- WORK INSTRUCTION -
In the abstract below on Bayesian association mapping, under what condition are the benefits of modeling gene-gene interactions most apparent?
-------- DOCUMENT EXTRACT
Efficient Bayesian approach for multilocus association mapping including gene-gene interactions
1 Department of Biomedical Engineering and Computational Science, FI-02015 Helsinki University of Technology, Finland
2 Department of Mathematics and Statistics, FI-00014 University of Helsinki, Finland
3 Department of Mathematics, Åbo Akademi University, FI-20500, Finland
BMC Bioinformatics 2010, 11:443 doi:10.1186/1471-2105-11-443Published: 2 September 2010
Since the introduction of large-scale genotyping methods that can be utilized in genome-wide association (GWA) studies for deciphering complex diseases, statistical genetics has been posed with a tremendous challenge of how to most appropriately analyze such data. A plethora of advanced model-based methods for genetic mapping of traits has been available for more than 10 years in animal and plant breeding. However, most such methods are computationally intractable in the context of genome-wide studies. Therefore, it is hardly surprising that GWA analyses have in practice been dominated by simple statistical tests concerned with a single marker locus at a time, while the more advanced approaches have appeared only relatively recently in the biomedical and statistical literature.
We introduce a novel Bayesian modeling framework for association mapping which enables the detection of multiple loci and their interactions that influence a dichotomous phenotype of interest. The method is shown to perform well in a simulation study when compared to widely used standard alternatives and its computational complexity is typically considerably smaller than that of a maximum likelihood based approach. We also discuss in detail the sensitivity of the Bayesian inferences with respect to the choice of prior distributions in the GWA context.
Our results show that the Bayesian model averaging approach which explicitly considers gene-gene interactions may improve the detection of disease associated genetic markers in two respects: first, by providing better estimates of the locations of the causal loci; second, by reducing the number of false positives. The benefits are most apparent when the interacting genes exhibit no main effects. However, our findings also illustrate that such an approach is somewhat sensitive to the prior distribution assigned on the model structure.
----------------
-------- SOURCE MATERIAL
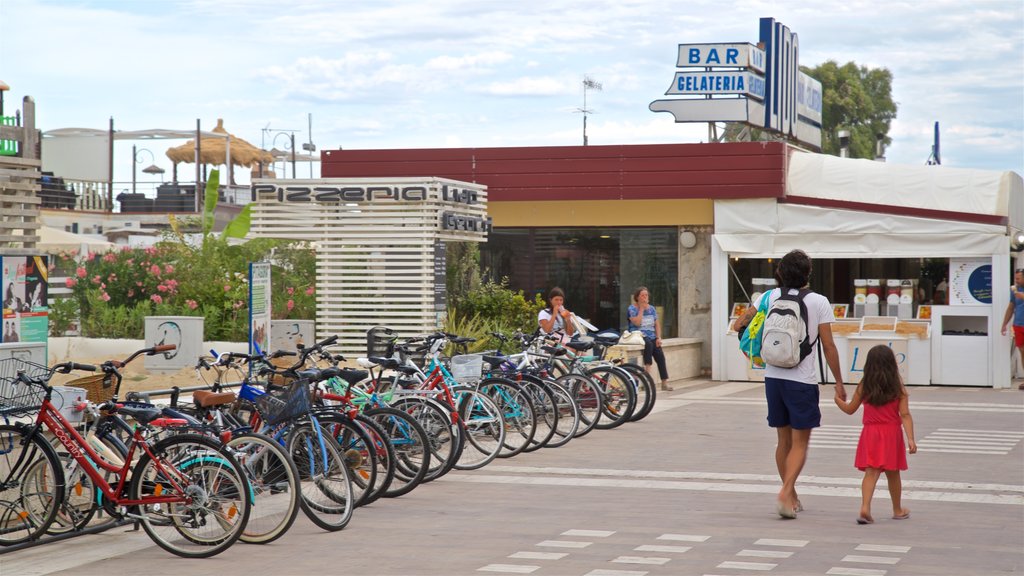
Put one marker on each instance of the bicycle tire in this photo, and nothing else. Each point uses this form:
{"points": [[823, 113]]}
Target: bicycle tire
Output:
{"points": [[517, 411], [214, 492], [587, 396], [274, 482], [374, 440], [33, 485], [568, 416], [411, 446], [445, 437], [484, 427], [646, 391], [325, 481], [619, 394], [546, 408]]}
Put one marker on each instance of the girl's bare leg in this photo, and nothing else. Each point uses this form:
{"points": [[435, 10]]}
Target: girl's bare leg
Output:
{"points": [[867, 492], [896, 493]]}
----------------
- OUTPUT FOR THIS EXERCISE -
When the interacting genes exhibit no main effects.